Copy every line of the listing exactly.

Object pointing dataset rows:
○ ○ ○ ○ ○
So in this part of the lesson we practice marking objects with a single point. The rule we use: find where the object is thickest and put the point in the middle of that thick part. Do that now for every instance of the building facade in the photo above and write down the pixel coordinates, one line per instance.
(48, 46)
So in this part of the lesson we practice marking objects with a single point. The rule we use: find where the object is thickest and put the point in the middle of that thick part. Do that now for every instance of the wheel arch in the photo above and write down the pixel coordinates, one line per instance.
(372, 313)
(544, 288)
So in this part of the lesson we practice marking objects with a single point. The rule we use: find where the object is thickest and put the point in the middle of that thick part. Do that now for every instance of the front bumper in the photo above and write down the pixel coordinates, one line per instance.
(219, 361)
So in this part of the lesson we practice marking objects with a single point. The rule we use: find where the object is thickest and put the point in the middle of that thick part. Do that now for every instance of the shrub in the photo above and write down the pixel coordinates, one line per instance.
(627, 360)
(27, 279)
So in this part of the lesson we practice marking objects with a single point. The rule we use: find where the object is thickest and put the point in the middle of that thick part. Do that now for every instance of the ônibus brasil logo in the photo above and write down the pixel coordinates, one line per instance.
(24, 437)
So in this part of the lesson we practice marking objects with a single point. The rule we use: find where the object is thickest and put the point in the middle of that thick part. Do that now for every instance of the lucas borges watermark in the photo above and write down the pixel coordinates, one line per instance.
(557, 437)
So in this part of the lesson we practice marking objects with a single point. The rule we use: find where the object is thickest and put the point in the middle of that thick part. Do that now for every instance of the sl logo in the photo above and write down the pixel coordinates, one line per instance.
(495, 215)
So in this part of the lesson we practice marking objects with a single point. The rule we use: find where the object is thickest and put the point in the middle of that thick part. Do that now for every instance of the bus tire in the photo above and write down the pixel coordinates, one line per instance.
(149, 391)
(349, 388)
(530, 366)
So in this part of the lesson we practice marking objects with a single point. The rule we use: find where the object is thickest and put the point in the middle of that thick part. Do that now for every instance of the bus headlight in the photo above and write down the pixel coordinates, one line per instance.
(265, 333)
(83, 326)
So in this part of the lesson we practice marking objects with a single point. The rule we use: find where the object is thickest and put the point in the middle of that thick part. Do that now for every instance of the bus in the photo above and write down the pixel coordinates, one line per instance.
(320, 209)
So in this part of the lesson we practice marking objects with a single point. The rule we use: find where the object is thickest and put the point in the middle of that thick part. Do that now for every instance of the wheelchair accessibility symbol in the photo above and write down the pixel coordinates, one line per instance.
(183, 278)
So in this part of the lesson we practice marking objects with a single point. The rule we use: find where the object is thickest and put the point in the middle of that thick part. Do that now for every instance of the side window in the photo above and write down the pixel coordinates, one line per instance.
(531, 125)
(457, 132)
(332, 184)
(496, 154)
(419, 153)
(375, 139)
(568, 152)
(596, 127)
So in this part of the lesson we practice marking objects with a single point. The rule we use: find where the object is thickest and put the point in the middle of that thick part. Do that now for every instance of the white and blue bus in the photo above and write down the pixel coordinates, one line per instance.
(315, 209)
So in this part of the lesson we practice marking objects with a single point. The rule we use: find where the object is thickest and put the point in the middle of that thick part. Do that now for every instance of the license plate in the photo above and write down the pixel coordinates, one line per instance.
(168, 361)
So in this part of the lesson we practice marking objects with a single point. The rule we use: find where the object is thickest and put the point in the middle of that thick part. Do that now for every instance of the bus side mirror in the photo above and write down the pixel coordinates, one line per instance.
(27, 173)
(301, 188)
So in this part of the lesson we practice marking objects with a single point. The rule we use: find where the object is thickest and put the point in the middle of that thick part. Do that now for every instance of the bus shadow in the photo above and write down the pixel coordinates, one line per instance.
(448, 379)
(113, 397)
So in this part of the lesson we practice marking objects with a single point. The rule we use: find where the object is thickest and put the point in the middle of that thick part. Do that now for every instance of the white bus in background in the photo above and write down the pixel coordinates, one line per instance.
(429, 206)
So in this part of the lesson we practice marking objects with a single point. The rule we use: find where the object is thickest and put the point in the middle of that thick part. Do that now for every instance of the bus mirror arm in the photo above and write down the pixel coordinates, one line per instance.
○ ○ ○ ○ ○
**Response to this task:**
So in this part of the lesson we practice marking objects with a single point. The rule we use: find where the object is thickest and put the point in the middle of that thick part. Do that now for every instance of the building facade in the photo above and write down the pixel coordinates, one line per instance.
(48, 46)
So in this part of the lesson we practice marking objects with a single point. The rule we use: find where the object is thickest and put the point in the middle of that thick part. Do that now for every instance of the wheel arch in the photo above and write down the pixel coordinates, one line per instance.
(372, 313)
(544, 288)
So in this part of the lesson we practice marking objects with a single point. The rule we use: find where the object is thickest and put the point in the middle of that thick part. Do that now for every instance of the front bumper in the photo above and write down the pixel coordinates, one line per instance.
(219, 361)
So in this part of the lesson we practice marking objects with a single point. The rule we use: find where the object is thickest and put the point in the middle of that thick part. Do that now for every instance of the shrub in the photo above and write down the pixel coordinates, one line per instance.
(627, 360)
(27, 279)
So in this part of the lesson we practice marking objects with a single point. The rule we use: find where the object is thickest and put the point in the middle of that thick part. Do that now for every instance of the ônibus brasil logo in the photo above and write down the pixel coordinates, one line per instance.
(24, 437)
So in this part of the lesson we practice marking objects with a single point. The rule we use: find where the object is thickest and put the point in the middle of that thick part. Do that now for every instance of the lucas borges watermark in the photo above and write down the pixel coordinates, one line per instance.
(557, 437)
So in this part of the lesson we practice marking objects with a single point. The rule we use: find where the object is thickest and put the point in the middle of that thick part. Do that now for every instance of the sl logo in the photo above and write down the pixel coordinates, one line per instance.
(495, 215)
So in this part of the lesson we practice marking objects with a single point. The rule we use: find where the object is thickest and put the point in the middle of that thick part. Do that now for every instance of the bus tire in the photo above and write down the pixel coordinates, one line per instance.
(149, 391)
(349, 388)
(530, 366)
So in this part of the lesson we practice marking objects with a single point. The rule we use: find where the object is thickest and put the point in the middle of that thick part. Do that now for every instance of the bus headlight in the photo above and write down the pixel coordinates, one line per instance.
(265, 333)
(83, 326)
So in this part of the lesson we practice marking objects with a single point. The rule we use: find where the object is thickest and put the point in the middle of that thick part. Do that now for every instance of the bus in the photo above and write down the pixel coordinates, one line per instance.
(320, 209)
So in this part of the lesson we practice marking objects with a single point. The rule we use: find where the object is thickest and put the point in the middle of that thick part. Do that now for every instance of the wheelchair accessibility symbol in the photo above and write down the pixel coordinates, one line per instance.
(183, 278)
So in this part of the lesson we practice marking objects with a single point. The rule we use: find where the object is thickest and put the point in the middle of that thick part. Do that now for every instance of the side window in the photo above and write down the pixel coordinates, one line per instance.
(531, 125)
(457, 132)
(332, 184)
(496, 154)
(419, 153)
(375, 139)
(568, 152)
(596, 127)
So in this part of the lesson we practice marking objects with a single point. The rule we use: find where the object is thickest and put the point in the middle of that thick part. Do that now for every instance of the white and blue bus in the photo above and write down the pixel coordinates, one line per instance.
(315, 209)
So in this part of the lesson we practice marking objects with a single point. The rule we use: find where the object is thickest and put the point in the middle of that thick part. Do that now for every instance of the license plate in the photo above and write down the pixel coordinates, one line per instance.
(168, 361)
So in this part of the lesson we practice marking objects with a single point. The rule we use: find where the object is thickest and put the point in the middle of that thick part. Do that now for every instance of the bus side mirror in the photo above and write down the pixel coordinates, one line per instance.
(27, 173)
(301, 188)
So in this part of the lesson we practice marking objects with a single point. The rule we use: find where the object is thickest and put the point in the middle of that thick part. Do that now for every instance of the bus shadow in the photo above and write down the pixel coordinates, one line per instance.
(448, 379)
(113, 397)
So in this part of the lesson we practice marking objects with a single point. The rule we use: find where the object is thickest and put the point in the middle of that thick part. Do that now for every instance of the white bus in background in the photo above and write down the pixel coordinates, one line per instance.
(429, 206)
So in this part of the lesson we practice marking objects with a single point. The rule we use: find where the object is thickest and put the point in the middle of that thick part. Do that now for every instance of the bus mirror arm in the photo above and write down the pixel coordinates, one line per instance.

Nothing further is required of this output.